Edit the rows below so that every "downstream analysis" becomes "later analysis", with nothing else changed. Leave the pictures out of your answer.

◆ ◆ ◆ ◆

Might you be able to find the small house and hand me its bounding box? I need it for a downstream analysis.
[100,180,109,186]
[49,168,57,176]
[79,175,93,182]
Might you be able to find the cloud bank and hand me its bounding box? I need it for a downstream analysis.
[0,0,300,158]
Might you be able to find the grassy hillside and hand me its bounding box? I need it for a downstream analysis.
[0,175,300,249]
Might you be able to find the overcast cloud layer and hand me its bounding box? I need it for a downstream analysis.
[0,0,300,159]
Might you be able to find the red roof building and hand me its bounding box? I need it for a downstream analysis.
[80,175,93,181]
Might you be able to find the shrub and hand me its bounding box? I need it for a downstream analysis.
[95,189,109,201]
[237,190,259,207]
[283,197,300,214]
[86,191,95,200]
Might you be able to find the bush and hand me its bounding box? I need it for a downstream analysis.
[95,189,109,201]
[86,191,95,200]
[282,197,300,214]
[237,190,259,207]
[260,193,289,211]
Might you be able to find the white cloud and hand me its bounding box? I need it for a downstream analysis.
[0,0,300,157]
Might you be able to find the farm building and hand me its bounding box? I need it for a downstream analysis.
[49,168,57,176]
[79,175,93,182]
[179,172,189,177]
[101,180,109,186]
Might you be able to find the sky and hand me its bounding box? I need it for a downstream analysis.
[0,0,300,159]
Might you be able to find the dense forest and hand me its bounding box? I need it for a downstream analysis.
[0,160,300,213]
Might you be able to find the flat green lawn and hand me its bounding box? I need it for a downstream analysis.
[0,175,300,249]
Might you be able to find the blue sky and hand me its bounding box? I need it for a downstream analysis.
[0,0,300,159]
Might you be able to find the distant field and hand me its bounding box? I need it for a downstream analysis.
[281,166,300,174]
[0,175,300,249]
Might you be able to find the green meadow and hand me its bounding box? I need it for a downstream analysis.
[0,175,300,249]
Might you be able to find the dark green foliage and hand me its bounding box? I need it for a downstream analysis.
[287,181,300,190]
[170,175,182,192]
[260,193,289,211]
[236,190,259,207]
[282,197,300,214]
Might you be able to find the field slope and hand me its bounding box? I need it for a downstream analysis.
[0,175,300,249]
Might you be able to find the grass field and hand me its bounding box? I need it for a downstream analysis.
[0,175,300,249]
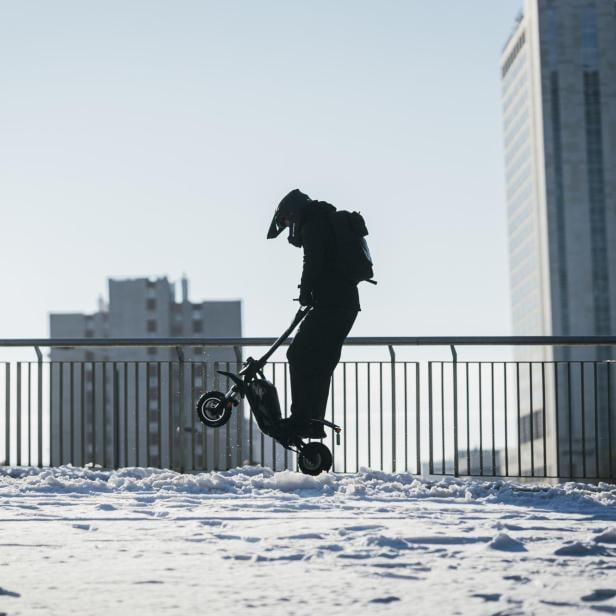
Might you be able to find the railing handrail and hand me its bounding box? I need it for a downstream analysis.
[0,336,616,348]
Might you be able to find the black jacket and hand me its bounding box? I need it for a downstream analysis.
[300,201,360,310]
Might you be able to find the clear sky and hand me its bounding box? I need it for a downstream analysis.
[0,0,521,346]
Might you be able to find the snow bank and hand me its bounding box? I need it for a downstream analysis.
[0,466,616,512]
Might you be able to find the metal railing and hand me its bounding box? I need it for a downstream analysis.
[0,336,616,480]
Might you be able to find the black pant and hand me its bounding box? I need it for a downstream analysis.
[287,308,357,427]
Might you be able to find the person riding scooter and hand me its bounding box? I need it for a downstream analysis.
[267,189,360,443]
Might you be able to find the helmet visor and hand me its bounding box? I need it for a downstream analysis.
[267,212,289,240]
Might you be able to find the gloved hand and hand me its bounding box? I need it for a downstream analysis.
[299,287,314,306]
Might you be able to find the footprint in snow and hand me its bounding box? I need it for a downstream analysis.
[582,588,616,602]
[471,592,501,602]
[593,528,616,543]
[368,595,400,604]
[554,541,607,556]
[488,533,527,552]
[96,503,117,511]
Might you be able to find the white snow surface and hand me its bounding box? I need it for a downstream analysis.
[0,466,616,616]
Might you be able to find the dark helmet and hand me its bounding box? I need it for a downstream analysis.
[267,188,310,246]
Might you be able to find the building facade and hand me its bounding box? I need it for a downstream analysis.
[500,0,616,476]
[50,278,246,470]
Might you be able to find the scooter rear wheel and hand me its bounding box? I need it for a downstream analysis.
[298,442,332,475]
[197,391,231,428]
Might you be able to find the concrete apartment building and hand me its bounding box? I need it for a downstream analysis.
[50,278,246,469]
[500,0,616,476]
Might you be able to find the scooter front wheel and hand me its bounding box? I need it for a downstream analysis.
[197,391,233,428]
[297,442,332,475]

◆ ◆ ◆ ◆

▶ [FULL OUTPUT]:
Might you be able to find the small house and hand me its bounding box? I need it for a later analysis.
[100,180,109,186]
[49,168,57,176]
[79,175,93,182]
Might you be able to find the cloud bank and hand me its bounding box? I need it for a later analysis.
[0,0,300,158]
Might you be able to find the grassy hillside and hand me its bounding box? I need it for a later analysis.
[0,175,300,249]
Might you be able to find the overcast cloud layer and hand me its bounding box? I need it for a later analysis.
[0,0,300,159]
Might you be able to find the red roof building and hand me its bounding box? I need it for a later analysis.
[80,175,93,181]
Might you be able to find the shrub and hand me its bounding box? I need it for a later analysis.
[95,189,109,201]
[237,190,259,207]
[283,197,300,214]
[86,191,95,200]
Might you be able to find the bush and hand me its bounding box? I need it for a later analysis.
[95,189,109,201]
[86,191,95,200]
[282,197,300,214]
[237,190,259,207]
[260,193,289,211]
Might you be able to find the white cloud and hand me its bounding box? I need it for a later analysis.
[0,0,300,157]
Might you be able to find the farm building and hand me its bounding box? I need it for a later analysis.
[49,168,57,176]
[79,175,93,182]
[179,172,189,177]
[101,180,109,186]
Might you be able to find the sky and hand me its bounding box? I need it for a later analysis.
[0,0,300,159]
Might you be able to find the dense forest and hand me its bounding box? I need it for a later analysis.
[0,160,300,213]
Might you be able to find the flat green lawn and hand me its bounding box? I need it for a later analysis.
[0,175,300,249]
Might you be able to find the blue sky and hand me its bounding box? I need it for a later analysis.
[0,0,300,159]
Might you be able to find the distant field and hand me its bounding box? I need it for a later analysis.
[281,166,300,174]
[0,175,300,249]
Might you be able to find the green meadow and hand me its bounding box? I need it for a later analysis.
[0,175,300,249]
Might you be able to find the dark green foliage and hand me its bounding box? I need it for a later analysis.
[287,181,300,190]
[170,175,182,192]
[260,193,289,211]
[236,190,259,207]
[282,197,300,214]
Might you be able to find the field slope and hand me its bounding box? I need it for a later analysis.
[0,175,300,249]
Might you be able to find the grass field and hand me its bounding box? I need it for a later analysis.
[0,175,300,249]
Might you be able to find the railing handrail and hand me its bounding box? I need it for a later analysis.
[0,336,616,348]
Might you be able to find the black jacket and hand me its bounding box? I need it for a later analysis.
[300,201,360,310]
Might you be able to find the clear sky and hand me its bounding box? I need it for a later analysis.
[0,0,521,346]
Might you be able to find the snow bank and hand me its bounding box? I need it for a later analysis.
[0,466,616,512]
Might you be able to find the metal railing and hand me its bounding box? I need it for a later analysis.
[0,336,616,480]
Might you be able to find the black pant and hand me its bounding box? I need it for a later analysis.
[287,308,357,427]
Might you be able to find the person riding scooter and hand me its bounding box? I need it for a later analysis.
[267,189,360,443]
Might you be able to find the helmet visor and hand me its bounding box? I need it for a later analysis.
[267,212,289,240]
Might you be able to find the gloved hand and hand me its bounding box? I need it for a later analysis.
[299,287,314,306]
Might you be able to find the footprint in snow and hand me its bounding box? I need it for a later analysis.
[582,588,616,602]
[471,592,501,602]
[593,528,616,543]
[368,595,400,604]
[554,541,607,556]
[488,533,527,552]
[96,503,117,511]
Might you be able to find the white snow surface and hand me its bounding box? I need it for a later analysis.
[0,466,616,616]
Might you be able to find the dark helmet and hand me its bounding box? I need it for a later analysis.
[267,188,310,246]
Might you be able to find the building facade and hand me its bounding box? I need it for a later analysis.
[500,0,616,476]
[50,278,246,470]
Might you be able to find the scooter rear wheel and hand me its bounding box? I need it for a later analysis.
[298,442,332,475]
[197,391,231,428]
Might you be able to find the concrete apartment building and hand me its bounding box? I need it for a later analysis.
[50,278,246,469]
[500,0,616,476]
Might you be able to find the scooter front wheel and hand me its bounding box? I need it for a later analysis.
[197,391,233,428]
[297,442,332,475]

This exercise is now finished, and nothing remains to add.